● **Text to read**
>> start
Mníšek pod Brdy () is a town in Prague-West District in the Central Bohemian Region of the Czech Republic. It has about 6,100 inhabitants. The town centre and Skalka area are well preserved and are protected by law as an urban monument zone.

Geography
Mníšek pod Brdy lies about  southwest of Prague. The town is a part of the Prague metropolitan area. It is located mostly in the Benešov Uplands, the northern part of the municipal territory extends into the Brdy Highlands. A set od ponds fed by the Bojovský Stream is located in the centre of the town, the largest body of water is Sýkorník Pond east of the built-up area.

History

The first written mention of Mníšek pod Brdy is from 1348, when existence of the castle is mentioned.

Transport
The D4 motorway runs through Mníšek pod Brdy. The town is served by two railway stations on the railway line from Prague to Dobříš.
>> end
● **Work instructions**
**A)** Rewrite the part of the records that opens with the line containing "Question. The picture above shows the pink" and runs through the end of the records, repeating every line including the requests, with each point coordinate in the answers multiplied by 0.25 and rounded to a whole number, halves rounded up.
**B)** Continue the text about the town of Mníšek pod Brdy from the point where it stops.

● **Task material**
>> start
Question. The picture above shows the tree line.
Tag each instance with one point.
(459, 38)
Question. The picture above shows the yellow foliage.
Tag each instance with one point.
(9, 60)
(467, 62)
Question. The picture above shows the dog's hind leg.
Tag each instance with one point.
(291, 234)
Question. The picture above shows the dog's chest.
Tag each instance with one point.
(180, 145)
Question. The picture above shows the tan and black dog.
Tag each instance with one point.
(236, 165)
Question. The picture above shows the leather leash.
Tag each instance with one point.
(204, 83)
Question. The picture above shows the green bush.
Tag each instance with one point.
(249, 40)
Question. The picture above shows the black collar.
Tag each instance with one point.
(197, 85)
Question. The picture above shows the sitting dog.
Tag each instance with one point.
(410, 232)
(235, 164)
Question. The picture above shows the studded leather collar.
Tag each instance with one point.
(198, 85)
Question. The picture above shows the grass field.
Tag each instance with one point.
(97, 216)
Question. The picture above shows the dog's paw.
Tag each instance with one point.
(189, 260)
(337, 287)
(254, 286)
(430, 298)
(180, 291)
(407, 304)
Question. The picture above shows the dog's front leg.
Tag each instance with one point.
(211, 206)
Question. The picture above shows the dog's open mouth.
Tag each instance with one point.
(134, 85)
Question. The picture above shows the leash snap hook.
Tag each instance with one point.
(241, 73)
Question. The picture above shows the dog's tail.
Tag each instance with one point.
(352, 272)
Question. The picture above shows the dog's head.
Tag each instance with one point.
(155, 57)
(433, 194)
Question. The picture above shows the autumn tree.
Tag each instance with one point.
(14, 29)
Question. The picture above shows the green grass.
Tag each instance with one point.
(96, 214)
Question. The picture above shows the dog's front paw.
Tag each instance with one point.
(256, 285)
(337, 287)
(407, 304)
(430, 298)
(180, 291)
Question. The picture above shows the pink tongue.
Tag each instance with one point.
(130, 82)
>> end
● **Task answers**
**A)**
Question. The picture above shows the pink tongue.
Tag each instance with one point.
(33, 21)

**B)**
Sport
Mníšek pod Brdy hosts an annual cross-country ultramarathon of 50 km length, which is part of the European Ultramarathon Cup.

Sights
Mníšek pod Brdy Castle is the main landmark of the town and its oldest building. It contains a pond and a small castle park.

The Church of Saint Wenceslaus is a landmark of central town's square. It was built in 1743–1756 by an unknown architect on the place of a church which was burned down by the Swedish Army in 1639.

The Baroque complex of Skalka is located on Skalka hill which overlooks the town,  above sea level. It was built by local nobleman Servác Ignác Engel in the 17th century. It includes the Chapel of Saint Mary Magdalene, a monastery, Stations of the Cross, and a hermitage.

References

External links

 (in Czech)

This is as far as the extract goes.